- **Excerpted text**:
## START
The Waist Seam and Bottom.

It cannot be supposed that all seams of a coat will run according to the slope of the body when a pattern is laid on the flat table. The run of the seams, when covering the crooked form of a man, must always assume a different position when laid out on a flat surface, which is fully demonstrated in the back slope of pants. But a cutter should know how much they are out of gear from a certain line or base. If a cutter is able to cut a frock coat with a waist seam running horizontally around the body when the coat is on, then it will be easy for him to produce a square bottom, which is always in good style, and a coat that is too long or too short at one place is always a misfit. On the contrary, a horizontal waist seam is not in good taste. A stylish waist seam is on a gentle curve upward at the side when the coat is upon the body.

Taking the side as a guide, the back may be ½ in. lower, and the front may be 1 in. lower. But the position of the human form is so different in different individuals that we can seldom find two men recording the same position of the waist seam when having the same coat on. This being the case, a cutter should come as near to it as possible. The true position of the bottom of a coat, or of the run of the waist seam, can best be found by measuring with a straight-edge from the level floor upward. The position of that seam, as shown in Dia. [II], may be considered as a fashionable run, but there is no law to prevent us from curving it more or less.
## END
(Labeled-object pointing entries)
## START
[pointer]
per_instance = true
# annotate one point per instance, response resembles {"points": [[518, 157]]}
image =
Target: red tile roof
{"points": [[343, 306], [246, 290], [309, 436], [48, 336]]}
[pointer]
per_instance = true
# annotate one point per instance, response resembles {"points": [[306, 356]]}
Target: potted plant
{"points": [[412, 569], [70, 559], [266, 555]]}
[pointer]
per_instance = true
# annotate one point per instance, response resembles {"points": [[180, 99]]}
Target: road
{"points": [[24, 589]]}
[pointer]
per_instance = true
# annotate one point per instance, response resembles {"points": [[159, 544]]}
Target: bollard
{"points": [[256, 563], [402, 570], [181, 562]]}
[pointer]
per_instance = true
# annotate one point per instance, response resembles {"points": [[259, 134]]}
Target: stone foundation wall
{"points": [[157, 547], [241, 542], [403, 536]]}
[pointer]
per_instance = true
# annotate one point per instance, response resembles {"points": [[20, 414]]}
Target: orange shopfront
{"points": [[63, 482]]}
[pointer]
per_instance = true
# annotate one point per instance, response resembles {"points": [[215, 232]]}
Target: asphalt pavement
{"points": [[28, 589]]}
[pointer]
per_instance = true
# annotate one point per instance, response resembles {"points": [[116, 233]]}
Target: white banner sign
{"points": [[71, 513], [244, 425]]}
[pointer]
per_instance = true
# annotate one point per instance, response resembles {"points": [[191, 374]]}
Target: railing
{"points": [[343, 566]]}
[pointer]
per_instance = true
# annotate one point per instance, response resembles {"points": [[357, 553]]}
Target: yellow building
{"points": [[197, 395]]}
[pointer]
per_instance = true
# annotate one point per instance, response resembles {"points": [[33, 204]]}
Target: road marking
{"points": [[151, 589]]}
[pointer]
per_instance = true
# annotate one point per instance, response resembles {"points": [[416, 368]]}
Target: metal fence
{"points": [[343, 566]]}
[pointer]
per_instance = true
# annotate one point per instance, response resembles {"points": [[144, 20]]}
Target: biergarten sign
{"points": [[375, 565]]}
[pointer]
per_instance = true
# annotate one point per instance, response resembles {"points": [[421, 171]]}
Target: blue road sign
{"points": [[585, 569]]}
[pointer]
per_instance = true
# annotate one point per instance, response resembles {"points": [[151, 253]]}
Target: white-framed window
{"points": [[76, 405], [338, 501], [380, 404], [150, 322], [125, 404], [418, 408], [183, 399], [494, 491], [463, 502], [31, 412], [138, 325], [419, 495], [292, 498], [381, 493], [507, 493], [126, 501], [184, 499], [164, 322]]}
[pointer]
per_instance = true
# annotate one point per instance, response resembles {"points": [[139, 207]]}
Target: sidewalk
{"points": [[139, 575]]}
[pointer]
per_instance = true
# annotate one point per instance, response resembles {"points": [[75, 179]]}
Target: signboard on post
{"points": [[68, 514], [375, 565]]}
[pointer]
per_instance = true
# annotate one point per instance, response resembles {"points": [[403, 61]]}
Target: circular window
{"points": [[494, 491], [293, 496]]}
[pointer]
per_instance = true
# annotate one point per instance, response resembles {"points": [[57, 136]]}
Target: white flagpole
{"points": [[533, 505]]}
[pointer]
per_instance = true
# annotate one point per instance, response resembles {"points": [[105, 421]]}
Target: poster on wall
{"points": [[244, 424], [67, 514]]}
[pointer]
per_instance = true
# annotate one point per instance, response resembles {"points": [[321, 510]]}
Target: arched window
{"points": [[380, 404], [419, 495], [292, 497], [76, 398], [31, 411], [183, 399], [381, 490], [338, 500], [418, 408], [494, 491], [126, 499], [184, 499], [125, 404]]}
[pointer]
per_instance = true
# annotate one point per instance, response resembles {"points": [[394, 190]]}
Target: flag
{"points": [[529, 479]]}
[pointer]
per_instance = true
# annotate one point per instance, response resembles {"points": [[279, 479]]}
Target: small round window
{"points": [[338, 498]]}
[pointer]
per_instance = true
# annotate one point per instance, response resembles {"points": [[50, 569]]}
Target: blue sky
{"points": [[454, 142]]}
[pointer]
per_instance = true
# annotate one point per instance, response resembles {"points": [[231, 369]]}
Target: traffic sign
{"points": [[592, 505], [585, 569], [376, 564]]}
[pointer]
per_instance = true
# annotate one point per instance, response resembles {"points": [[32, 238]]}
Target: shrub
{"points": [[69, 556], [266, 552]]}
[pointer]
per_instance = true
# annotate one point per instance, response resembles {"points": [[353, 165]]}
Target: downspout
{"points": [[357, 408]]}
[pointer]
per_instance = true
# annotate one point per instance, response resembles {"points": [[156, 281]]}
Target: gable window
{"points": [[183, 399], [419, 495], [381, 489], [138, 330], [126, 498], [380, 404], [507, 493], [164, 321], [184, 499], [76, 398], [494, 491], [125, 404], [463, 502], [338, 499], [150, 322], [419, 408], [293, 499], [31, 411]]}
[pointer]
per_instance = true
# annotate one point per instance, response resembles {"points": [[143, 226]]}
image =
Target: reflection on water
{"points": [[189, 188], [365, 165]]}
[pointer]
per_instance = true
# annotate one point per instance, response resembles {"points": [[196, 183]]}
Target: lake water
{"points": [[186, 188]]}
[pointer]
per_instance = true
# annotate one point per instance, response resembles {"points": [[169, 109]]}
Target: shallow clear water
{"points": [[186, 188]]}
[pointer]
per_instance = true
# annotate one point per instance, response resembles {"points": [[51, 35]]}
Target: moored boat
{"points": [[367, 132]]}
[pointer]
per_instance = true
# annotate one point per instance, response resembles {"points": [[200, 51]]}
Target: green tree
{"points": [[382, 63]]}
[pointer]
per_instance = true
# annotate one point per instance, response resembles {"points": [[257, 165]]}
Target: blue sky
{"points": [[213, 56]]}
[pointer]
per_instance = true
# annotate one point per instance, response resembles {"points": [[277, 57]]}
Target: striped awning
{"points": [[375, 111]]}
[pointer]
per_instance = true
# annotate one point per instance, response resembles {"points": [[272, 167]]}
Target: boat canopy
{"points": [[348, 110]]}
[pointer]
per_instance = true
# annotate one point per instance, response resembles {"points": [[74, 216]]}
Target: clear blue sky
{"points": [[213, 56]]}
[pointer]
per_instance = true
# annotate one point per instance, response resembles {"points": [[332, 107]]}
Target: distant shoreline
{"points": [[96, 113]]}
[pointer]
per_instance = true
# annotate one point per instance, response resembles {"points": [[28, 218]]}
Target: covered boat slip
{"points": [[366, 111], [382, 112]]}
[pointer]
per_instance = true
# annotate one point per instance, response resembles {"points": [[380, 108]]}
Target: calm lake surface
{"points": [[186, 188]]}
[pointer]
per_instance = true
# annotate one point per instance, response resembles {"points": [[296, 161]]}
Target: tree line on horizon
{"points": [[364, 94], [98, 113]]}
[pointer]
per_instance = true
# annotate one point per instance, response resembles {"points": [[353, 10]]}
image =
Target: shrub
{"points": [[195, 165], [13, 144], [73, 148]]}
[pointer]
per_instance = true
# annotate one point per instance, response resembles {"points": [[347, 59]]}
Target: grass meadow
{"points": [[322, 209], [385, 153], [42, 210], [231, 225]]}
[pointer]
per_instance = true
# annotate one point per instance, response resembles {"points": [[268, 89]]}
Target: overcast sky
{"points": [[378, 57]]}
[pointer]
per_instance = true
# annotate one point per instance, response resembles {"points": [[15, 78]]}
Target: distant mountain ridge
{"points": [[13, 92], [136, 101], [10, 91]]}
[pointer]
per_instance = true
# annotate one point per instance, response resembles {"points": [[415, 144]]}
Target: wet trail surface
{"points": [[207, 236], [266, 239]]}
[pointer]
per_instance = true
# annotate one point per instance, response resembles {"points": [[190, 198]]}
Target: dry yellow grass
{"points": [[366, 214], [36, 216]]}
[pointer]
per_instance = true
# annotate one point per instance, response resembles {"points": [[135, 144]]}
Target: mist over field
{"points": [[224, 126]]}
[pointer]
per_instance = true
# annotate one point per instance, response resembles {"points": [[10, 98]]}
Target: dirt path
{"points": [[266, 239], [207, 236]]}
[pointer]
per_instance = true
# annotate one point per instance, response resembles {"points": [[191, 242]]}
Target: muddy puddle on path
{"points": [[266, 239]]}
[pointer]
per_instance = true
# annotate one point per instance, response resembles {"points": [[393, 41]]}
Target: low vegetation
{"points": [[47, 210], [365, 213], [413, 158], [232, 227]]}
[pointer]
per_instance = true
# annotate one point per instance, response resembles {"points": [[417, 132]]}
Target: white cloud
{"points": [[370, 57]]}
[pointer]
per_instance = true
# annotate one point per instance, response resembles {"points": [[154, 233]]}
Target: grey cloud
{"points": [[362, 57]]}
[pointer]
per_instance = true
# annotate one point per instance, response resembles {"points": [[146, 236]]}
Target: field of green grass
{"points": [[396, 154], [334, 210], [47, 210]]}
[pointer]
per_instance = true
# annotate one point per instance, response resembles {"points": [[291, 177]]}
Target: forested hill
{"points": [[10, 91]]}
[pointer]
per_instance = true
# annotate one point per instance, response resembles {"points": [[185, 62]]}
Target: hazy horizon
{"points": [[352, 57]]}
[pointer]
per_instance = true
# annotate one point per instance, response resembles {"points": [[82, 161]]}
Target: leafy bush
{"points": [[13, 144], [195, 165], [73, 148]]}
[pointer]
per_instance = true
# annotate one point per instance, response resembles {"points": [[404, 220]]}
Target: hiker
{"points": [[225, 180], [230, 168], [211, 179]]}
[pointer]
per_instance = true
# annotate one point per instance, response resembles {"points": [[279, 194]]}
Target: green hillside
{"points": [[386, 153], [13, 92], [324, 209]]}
## END
- **Actions to take**:
(a) In the passage on the waist seam and bottom, reproduce the text from "The Waist Seam and" to "upon the body.".
(b) Name every kind of garment mentioned in the passage on the waist seam and bottom.
(c) According to the passage on the waist seam and bottom, how much lower than the side may the front be?

- **Answers**:
(a)
The Waist Seam and Bottom.

It cannot be supposed that all seams of a coat will run according to the slope of the body when a pattern is laid on the flat table. The run of the seams, when covering the crooked form of a man, must always assume a different position when laid out on a flat surface, which is fully demonstrated in the back slope of pants. But a cutter should know how much they are out of gear from a certain line or base. If a cutter is able to cut a frock coat with a waist seam running horizontally around the body when the coat is on, then it will be easy for him to produce a square bottom, which is always in good style, and a coat that is too long or too short at one place is always a misfit. On the contrary, a horizontal waist seam is not in good taste. A stylish waist seam is on a gentle curve upward at the side when the coat is upon the body.

(b) coat, frock coat, pants

(c) The front may be 1 in. lower than the side.